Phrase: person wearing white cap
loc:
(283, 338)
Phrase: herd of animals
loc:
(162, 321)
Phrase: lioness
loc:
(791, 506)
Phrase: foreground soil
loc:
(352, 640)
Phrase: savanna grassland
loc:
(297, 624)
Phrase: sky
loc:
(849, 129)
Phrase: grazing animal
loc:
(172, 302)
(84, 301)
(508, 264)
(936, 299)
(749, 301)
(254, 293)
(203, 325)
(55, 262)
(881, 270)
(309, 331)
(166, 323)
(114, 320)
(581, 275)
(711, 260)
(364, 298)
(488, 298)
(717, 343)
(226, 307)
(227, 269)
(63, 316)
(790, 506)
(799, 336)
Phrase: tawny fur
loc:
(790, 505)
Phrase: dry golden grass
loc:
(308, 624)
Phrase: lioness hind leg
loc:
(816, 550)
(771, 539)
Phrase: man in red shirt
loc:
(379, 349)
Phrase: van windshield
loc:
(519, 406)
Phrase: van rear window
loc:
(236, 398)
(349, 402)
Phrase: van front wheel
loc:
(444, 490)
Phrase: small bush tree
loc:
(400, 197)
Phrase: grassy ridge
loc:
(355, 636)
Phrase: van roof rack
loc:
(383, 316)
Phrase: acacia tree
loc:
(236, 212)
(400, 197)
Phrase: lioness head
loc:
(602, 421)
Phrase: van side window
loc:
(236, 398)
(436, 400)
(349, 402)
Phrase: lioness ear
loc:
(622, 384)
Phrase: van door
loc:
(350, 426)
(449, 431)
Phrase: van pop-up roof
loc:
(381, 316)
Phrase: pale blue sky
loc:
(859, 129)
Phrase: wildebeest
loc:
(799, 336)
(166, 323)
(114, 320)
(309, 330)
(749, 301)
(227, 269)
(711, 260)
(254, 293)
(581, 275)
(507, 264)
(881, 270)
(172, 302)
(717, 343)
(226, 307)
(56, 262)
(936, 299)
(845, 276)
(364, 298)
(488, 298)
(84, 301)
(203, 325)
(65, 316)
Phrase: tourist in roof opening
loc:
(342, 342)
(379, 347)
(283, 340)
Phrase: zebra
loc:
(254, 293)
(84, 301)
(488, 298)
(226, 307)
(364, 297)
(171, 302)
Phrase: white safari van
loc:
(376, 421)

------------------------------------------------

[EXERCISE DETAILS]
Copy the material above without any change, beginning at the line that contains "Phrase: lioness head" and stopping after the last line of the material.

[WRITTEN ANSWER]
Phrase: lioness head
loc:
(602, 421)
Phrase: van side window
loc:
(236, 398)
(436, 400)
(349, 402)
Phrase: lioness ear
loc:
(622, 384)
Phrase: van door
loc:
(350, 426)
(449, 431)
Phrase: van pop-up roof
loc:
(381, 316)
Phrase: pale blue sky
loc:
(859, 129)
Phrase: wildebeest
loc:
(799, 336)
(166, 323)
(114, 320)
(309, 330)
(749, 301)
(227, 269)
(711, 260)
(254, 293)
(581, 275)
(507, 264)
(881, 270)
(172, 302)
(717, 343)
(226, 307)
(56, 262)
(936, 299)
(845, 276)
(364, 298)
(488, 298)
(84, 301)
(203, 325)
(65, 316)
Phrase: tourist in roof opening
loc:
(342, 342)
(379, 347)
(283, 340)
Phrase: zebra
loc:
(254, 293)
(84, 301)
(488, 298)
(226, 307)
(364, 297)
(171, 302)
Phrase: white safari van
loc:
(376, 421)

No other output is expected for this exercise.